[ovs-dev] [PATCH v5 05/16] conntrack: Periodically delete expired connections.

Thu Jul 28 06:13:47 UTC 2016

On 27/07/2016 21:13, "Joe Stringer" <joe at ovn.org> wrote:

>On 27 July 2016 at 19:01, Daniele Di Proietto <diproiettod at vmware.com> wrote:
>>
>>
>>
>>
>>
>> On 27/07/2016 17:14, "Joe Stringer" <joe at ovn.org> wrote:
>>
>>>On 26 July 2016 at 17:58, Daniele Di Proietto <diproiettod at vmware.com> wrote:
>>>> This commit adds a thread that periodically removes expired connections.
>>>>
>>>> The expiration time of a connection can be expressed by:
>>>>
>>>> expiration = now + timeout
>>>>
>>>> For each possible 'timeout' value (there aren't many) we keep a list.
>>>> When the expiration is updated, we move the connection to the back of the
>>>> corresponding 'timeout' list. This ways, the list is always ordered by
>>>> 'expiration'.
>>>>
>>>> When the cleanup thread iterates through the lists for expired
>>>> connections, it can stop at the first non expired connection.

=== Task statement ===
Answer each question using the conntrack patch thread above.
(a) What does the commit add?
(b) What expression gives the expiration time of a connection?
(c) At what point can the cleanup thread stop when it iterates through the lists?
The material that comes next is separate from the thread above.

Labeled-object pointing entries

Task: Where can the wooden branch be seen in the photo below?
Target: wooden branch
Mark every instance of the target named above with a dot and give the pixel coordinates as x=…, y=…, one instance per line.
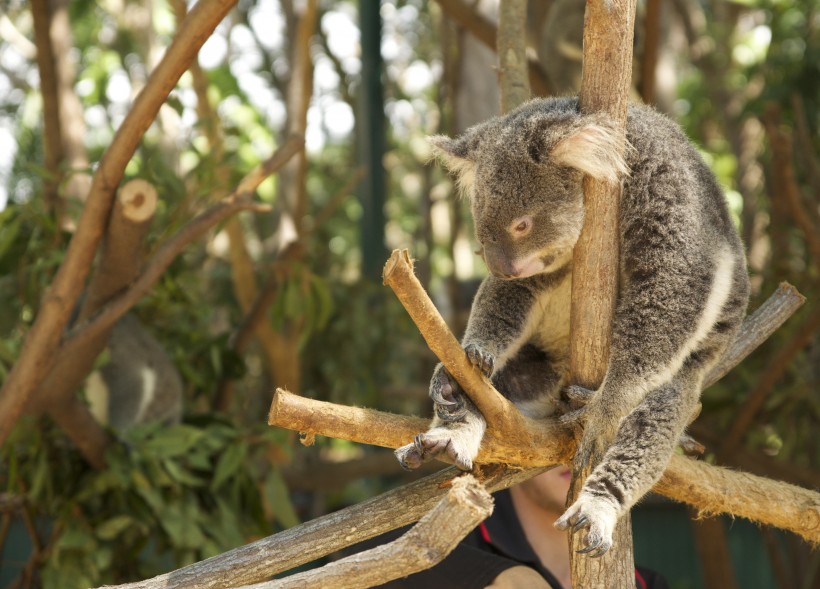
x=314, y=539
x=77, y=179
x=512, y=54
x=757, y=328
x=123, y=247
x=485, y=31
x=706, y=487
x=43, y=339
x=785, y=183
x=651, y=41
x=120, y=262
x=806, y=152
x=711, y=489
x=775, y=369
x=517, y=436
x=168, y=251
x=605, y=82
x=554, y=443
x=425, y=545
x=52, y=137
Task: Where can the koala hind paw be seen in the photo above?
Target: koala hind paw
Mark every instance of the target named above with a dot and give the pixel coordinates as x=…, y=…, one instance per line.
x=439, y=441
x=597, y=516
x=448, y=399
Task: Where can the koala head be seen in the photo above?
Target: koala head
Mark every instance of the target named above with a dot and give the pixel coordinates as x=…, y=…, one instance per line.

=== Task result ===
(a) A thread that periodically removes expired connections.
(b) expiration = now + timeout
(c) It can stop at the first non expired connection.